> **Short task**
Please type out every one of the following lines with no changes.

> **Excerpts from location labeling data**
>>
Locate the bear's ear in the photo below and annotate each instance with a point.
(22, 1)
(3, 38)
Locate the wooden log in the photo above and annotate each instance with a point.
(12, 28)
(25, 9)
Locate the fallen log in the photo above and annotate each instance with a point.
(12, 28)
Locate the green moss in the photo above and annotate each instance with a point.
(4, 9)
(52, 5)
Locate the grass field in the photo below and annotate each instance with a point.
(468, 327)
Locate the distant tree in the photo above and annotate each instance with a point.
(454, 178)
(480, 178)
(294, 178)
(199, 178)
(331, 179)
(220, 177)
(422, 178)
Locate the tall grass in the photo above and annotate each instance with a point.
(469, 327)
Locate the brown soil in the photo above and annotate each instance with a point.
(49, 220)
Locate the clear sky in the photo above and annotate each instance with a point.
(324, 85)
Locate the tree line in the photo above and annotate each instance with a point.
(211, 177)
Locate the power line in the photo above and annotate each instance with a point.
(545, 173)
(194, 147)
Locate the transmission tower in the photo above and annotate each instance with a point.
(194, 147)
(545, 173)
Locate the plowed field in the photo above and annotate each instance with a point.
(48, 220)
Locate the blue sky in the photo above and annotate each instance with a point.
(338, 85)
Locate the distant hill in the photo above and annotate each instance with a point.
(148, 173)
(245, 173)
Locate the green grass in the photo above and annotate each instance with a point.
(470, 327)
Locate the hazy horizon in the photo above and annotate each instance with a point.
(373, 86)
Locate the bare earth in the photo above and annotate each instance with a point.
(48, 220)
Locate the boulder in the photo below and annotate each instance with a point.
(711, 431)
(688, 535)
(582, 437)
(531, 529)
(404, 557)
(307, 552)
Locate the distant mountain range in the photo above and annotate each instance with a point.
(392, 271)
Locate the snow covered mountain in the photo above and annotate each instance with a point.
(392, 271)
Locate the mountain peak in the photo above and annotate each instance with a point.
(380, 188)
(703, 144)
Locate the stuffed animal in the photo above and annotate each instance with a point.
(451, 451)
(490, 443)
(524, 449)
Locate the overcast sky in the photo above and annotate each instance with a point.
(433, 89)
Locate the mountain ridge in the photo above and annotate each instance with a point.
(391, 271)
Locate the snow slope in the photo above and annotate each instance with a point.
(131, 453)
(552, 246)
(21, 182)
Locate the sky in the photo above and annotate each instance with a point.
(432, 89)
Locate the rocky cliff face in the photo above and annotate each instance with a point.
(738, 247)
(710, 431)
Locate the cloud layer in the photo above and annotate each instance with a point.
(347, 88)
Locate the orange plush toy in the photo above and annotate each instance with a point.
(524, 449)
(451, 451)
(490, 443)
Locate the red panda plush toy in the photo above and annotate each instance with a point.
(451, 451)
<<
> **Solution below**
Locate the bear's ear in the photo below and annotate each instance with a point.
(22, 1)
(3, 38)
Locate the wooden log in the photo above and annotate each instance with a point.
(12, 28)
(25, 9)
Locate the fallen log in the photo above and annotate each instance with a point.
(12, 28)
Locate the green moss in the photo above and annotate each instance with a point.
(4, 9)
(52, 5)
Locate the grass field in the photo below and annotate each instance with a point.
(468, 327)
Locate the distant tree in the photo above and annotate each instance with a point.
(454, 178)
(480, 178)
(294, 178)
(199, 178)
(331, 179)
(220, 177)
(422, 178)
Locate the tall grass in the photo above and annotate each instance with a point.
(469, 327)
Locate the brown soil in the photo above and annotate each instance with a point.
(49, 220)
Locate the clear sky in the photo above and annotate each instance with a point.
(324, 85)
Locate the tree line in the photo above and annotate each instance with a point.
(211, 177)
Locate the power line in the photo above and annotate each instance with a point.
(545, 173)
(194, 147)
Locate the transmission tower in the photo above and annotate each instance with a point.
(194, 147)
(545, 173)
Locate the plowed field in the photo above and annotate each instance with a point.
(48, 220)
Locate the blue sky in the photo above and annotate each instance with a point.
(338, 85)
Locate the distant hill in the photo above and annotate each instance with a point.
(148, 173)
(245, 173)
Locate the green grass in the photo above and annotate each instance with a point.
(470, 327)
Locate the hazy horizon in the photo above and annotate each instance with a point.
(373, 86)
Locate the bare earth in the photo above and annotate each instance with a point.
(48, 220)
Locate the boulder in the photo below and annotate each instance with a point.
(711, 431)
(688, 535)
(582, 437)
(531, 529)
(404, 557)
(307, 552)
Locate the distant mountain range in the photo above and annotate each instance with a point.
(392, 271)
Locate the snow covered mountain in the photo above and annotate each instance with a point.
(392, 271)
Locate the mountain peak in the photo above and annotate each instance with a point.
(380, 188)
(703, 144)
Locate the stuffed animal in the photo above and annotate each instance with a point.
(451, 451)
(490, 443)
(524, 449)
Locate the overcast sky in the photo above and annotate each instance with a point.
(433, 89)
Locate the mountain ridge in the photo above and annotate each instance with a point.
(391, 271)
Locate the snow slope in the photo above and annotate each instance with a point.
(131, 453)
(552, 246)
(21, 182)
Locate the sky in the photo above and annotate each instance with a point.
(432, 89)
Locate the rocky cliff face in the photo above and annotate each instance with a point.
(738, 247)
(710, 431)
Locate the cloud layer in the photo above and annotate each instance with a point.
(347, 88)
Locate the orange plush toy in the photo above and annotate each instance with a point.
(524, 449)
(451, 451)
(490, 443)
Locate the red panda plush toy in the photo above and annotate each instance with a point.
(451, 451)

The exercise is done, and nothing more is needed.